Directive
Convert all of the data below into a numbered list with one line per entry, skipping blank lines. Leave the pictures out of your answer.

Supplied records
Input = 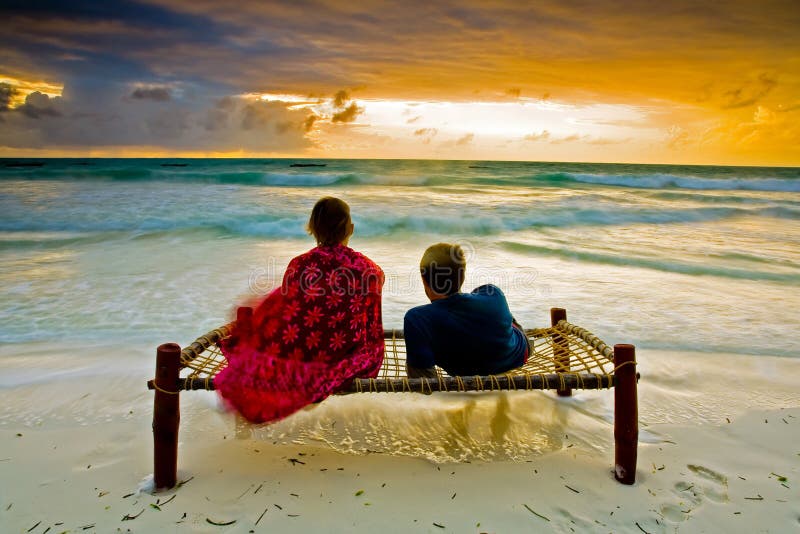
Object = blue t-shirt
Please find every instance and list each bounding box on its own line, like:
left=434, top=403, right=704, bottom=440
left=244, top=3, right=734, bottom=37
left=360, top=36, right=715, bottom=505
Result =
left=403, top=284, right=528, bottom=376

Written solution
1. Input = 
2. Object = blue t-shirt
3. Please find every instance and list each bounding box on its own line, like:
4. left=434, top=403, right=704, bottom=440
5. left=244, top=3, right=734, bottom=37
6. left=360, top=36, right=715, bottom=505
7. Result =
8. left=403, top=284, right=528, bottom=376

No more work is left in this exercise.